## Problem:
Rewrite the records below from the line containing "Expected: for each instance of the woman" through the end, changing "backpack" to "rucksack" and keeping everything else the same. Give only that portion.

* Begin Entries *

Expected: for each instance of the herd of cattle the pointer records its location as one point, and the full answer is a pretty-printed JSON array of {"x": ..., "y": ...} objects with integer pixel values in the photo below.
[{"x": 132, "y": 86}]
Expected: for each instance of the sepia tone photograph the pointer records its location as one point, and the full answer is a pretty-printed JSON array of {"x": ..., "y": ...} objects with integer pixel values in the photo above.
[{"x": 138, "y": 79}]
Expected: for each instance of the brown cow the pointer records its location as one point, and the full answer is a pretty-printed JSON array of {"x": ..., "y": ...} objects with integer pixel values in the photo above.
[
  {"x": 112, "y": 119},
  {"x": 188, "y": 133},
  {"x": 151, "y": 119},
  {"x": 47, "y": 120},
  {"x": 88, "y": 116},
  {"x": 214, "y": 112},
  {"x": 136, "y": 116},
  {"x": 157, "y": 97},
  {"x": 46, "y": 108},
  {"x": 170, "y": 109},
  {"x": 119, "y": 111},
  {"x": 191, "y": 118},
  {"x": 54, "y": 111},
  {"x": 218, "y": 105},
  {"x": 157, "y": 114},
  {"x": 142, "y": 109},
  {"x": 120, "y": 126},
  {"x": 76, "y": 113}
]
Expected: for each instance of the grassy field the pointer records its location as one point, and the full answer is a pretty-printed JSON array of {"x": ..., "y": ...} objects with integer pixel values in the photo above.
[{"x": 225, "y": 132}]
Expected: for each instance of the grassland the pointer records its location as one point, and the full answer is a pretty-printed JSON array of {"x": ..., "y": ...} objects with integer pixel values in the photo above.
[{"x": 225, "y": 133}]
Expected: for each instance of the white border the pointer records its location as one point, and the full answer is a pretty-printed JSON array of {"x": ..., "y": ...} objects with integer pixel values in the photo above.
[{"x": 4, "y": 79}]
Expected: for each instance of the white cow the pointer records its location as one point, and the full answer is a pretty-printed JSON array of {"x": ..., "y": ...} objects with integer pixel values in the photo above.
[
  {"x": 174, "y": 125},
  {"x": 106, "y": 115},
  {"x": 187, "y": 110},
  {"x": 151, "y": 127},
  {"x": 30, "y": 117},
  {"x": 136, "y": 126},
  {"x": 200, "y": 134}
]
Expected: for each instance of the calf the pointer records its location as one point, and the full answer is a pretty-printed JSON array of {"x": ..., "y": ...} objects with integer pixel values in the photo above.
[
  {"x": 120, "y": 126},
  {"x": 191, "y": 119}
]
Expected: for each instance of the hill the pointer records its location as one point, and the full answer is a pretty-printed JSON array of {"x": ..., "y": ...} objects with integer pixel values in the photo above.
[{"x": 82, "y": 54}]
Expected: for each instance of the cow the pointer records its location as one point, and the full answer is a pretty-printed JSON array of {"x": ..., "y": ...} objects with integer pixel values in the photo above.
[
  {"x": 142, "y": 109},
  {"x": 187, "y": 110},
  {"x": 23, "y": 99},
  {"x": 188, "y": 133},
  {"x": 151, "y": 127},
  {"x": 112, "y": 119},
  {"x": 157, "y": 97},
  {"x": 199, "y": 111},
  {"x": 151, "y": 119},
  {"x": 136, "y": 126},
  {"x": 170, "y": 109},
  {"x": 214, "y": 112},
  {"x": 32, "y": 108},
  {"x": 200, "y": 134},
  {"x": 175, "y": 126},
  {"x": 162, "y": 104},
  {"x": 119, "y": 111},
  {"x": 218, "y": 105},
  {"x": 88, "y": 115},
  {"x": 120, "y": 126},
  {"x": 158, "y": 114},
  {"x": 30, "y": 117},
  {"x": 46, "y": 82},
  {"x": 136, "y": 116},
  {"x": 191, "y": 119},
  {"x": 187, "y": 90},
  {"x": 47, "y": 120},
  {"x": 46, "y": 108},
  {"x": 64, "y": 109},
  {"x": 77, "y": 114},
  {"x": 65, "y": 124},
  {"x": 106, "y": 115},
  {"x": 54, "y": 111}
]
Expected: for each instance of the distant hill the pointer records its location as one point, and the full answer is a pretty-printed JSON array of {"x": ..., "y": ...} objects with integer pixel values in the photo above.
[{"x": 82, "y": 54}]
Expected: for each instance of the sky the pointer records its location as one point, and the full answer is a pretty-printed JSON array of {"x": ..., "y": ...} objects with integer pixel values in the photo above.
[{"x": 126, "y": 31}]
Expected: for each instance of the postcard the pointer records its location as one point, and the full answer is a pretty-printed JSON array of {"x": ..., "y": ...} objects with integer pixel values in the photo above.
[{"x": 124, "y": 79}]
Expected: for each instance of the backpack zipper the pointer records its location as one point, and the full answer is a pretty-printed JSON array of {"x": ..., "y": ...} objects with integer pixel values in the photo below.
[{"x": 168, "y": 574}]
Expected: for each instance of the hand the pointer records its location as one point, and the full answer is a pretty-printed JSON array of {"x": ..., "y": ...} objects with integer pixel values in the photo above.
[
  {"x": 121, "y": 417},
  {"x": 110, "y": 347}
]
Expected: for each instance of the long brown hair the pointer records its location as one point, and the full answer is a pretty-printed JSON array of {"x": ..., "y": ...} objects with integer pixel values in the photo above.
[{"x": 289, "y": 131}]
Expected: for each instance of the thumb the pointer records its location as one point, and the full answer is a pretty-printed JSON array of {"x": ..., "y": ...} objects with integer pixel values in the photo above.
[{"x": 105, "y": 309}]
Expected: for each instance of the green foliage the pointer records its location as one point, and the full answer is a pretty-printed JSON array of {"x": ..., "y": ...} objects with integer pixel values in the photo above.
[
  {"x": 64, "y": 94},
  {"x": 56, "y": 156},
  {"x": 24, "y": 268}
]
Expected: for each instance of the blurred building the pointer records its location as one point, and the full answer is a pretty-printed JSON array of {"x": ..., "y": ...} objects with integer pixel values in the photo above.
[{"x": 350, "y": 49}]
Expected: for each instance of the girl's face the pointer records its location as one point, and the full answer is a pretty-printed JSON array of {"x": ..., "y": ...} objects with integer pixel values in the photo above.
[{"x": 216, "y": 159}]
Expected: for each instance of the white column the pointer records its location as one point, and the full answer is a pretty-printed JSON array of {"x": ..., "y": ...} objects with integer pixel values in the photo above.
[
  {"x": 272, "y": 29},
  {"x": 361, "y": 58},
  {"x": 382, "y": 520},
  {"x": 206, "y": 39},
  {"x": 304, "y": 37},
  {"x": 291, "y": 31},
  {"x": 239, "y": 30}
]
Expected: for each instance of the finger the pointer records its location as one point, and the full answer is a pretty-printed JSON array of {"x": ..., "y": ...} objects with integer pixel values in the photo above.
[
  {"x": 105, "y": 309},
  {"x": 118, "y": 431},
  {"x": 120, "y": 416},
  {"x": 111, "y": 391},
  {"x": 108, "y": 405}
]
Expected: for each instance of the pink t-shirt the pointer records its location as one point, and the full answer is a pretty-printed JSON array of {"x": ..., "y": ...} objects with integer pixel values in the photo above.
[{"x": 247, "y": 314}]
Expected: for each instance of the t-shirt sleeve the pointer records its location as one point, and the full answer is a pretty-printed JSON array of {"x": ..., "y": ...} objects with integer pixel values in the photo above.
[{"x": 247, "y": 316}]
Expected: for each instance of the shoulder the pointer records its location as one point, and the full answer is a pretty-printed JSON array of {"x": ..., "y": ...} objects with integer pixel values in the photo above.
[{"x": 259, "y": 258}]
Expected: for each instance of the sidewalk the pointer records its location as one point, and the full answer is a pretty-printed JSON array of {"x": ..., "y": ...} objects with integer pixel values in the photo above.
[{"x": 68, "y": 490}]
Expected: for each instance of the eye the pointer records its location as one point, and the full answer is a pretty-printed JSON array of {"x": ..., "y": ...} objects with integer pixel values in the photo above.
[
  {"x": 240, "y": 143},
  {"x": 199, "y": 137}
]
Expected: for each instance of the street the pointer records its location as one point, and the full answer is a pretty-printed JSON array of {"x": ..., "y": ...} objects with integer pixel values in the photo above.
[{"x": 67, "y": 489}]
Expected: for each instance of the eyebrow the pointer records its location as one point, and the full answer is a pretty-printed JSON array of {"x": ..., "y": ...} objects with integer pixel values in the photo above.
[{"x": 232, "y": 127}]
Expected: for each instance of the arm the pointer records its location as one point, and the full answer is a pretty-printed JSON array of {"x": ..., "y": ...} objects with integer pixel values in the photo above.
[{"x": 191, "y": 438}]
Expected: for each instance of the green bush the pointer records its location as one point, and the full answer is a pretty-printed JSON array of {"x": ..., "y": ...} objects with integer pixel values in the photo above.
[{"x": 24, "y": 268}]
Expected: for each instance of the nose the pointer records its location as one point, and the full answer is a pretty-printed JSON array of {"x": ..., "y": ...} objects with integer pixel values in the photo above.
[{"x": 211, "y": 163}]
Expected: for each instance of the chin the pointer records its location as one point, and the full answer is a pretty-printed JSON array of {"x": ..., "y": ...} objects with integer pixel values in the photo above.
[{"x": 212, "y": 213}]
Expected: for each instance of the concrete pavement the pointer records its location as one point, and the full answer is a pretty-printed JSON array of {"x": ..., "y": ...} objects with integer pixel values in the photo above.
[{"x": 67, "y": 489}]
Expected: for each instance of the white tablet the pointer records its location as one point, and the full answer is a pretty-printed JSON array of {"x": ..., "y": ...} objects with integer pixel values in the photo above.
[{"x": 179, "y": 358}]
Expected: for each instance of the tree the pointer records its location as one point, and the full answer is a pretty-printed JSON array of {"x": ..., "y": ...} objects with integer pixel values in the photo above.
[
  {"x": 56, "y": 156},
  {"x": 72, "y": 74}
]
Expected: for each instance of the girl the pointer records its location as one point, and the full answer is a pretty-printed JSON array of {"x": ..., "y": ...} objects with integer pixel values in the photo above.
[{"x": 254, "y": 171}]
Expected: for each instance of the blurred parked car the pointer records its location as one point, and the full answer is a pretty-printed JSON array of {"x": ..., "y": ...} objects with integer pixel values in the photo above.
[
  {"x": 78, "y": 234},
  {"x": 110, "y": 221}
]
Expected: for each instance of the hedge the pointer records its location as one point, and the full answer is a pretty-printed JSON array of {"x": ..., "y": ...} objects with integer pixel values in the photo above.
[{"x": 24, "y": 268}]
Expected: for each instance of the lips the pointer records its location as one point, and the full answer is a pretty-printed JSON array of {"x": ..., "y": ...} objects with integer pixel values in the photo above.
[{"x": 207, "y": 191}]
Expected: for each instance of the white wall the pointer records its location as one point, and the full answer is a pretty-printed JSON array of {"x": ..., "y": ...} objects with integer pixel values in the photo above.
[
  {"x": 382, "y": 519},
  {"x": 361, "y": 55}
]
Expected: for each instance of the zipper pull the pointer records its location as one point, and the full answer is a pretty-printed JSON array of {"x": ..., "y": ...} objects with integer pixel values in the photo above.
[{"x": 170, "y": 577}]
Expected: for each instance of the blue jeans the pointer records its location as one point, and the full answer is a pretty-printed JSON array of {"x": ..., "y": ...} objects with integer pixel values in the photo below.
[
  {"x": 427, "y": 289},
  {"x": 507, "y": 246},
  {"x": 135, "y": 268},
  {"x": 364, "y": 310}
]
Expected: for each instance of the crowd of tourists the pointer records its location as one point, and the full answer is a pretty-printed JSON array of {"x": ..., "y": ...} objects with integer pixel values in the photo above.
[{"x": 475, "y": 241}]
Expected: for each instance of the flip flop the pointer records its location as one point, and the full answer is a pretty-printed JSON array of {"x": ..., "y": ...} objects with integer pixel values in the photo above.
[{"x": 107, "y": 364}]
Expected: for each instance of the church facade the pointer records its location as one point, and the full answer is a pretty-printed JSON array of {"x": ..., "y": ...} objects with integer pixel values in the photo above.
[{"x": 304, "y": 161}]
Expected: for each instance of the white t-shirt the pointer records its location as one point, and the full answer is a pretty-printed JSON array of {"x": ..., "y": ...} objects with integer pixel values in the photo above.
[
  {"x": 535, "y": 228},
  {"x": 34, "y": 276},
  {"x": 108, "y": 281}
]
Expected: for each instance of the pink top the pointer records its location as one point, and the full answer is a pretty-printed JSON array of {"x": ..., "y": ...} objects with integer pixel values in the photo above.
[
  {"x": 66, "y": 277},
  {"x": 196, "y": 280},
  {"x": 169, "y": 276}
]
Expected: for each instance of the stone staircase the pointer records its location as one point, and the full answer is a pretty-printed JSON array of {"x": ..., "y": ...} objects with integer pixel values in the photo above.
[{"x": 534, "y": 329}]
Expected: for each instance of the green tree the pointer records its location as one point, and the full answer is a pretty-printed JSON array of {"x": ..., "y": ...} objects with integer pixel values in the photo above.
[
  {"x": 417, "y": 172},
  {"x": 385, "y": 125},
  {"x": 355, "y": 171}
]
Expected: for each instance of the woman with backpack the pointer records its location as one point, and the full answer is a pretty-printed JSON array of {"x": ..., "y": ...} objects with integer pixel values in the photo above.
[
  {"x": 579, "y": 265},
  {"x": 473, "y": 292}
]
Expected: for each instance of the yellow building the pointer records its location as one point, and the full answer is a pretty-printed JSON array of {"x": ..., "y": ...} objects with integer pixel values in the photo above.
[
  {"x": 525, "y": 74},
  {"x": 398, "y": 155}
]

* End Entries *

## Task answer:
Expected: for each instance of the woman with rucksack the pointer records its location as one point, and the full answer is a pretty-printed JSON array of {"x": ..., "y": ...} objects with integer pixel values in the photo above.
[
  {"x": 579, "y": 265},
  {"x": 473, "y": 292}
]
Expected: for each instance of the yellow building the pointer records its location as one point, and the full answer is a pretty-printed JSON array of {"x": ..., "y": ...} objects with integer pixel values in the photo above.
[
  {"x": 525, "y": 74},
  {"x": 398, "y": 155}
]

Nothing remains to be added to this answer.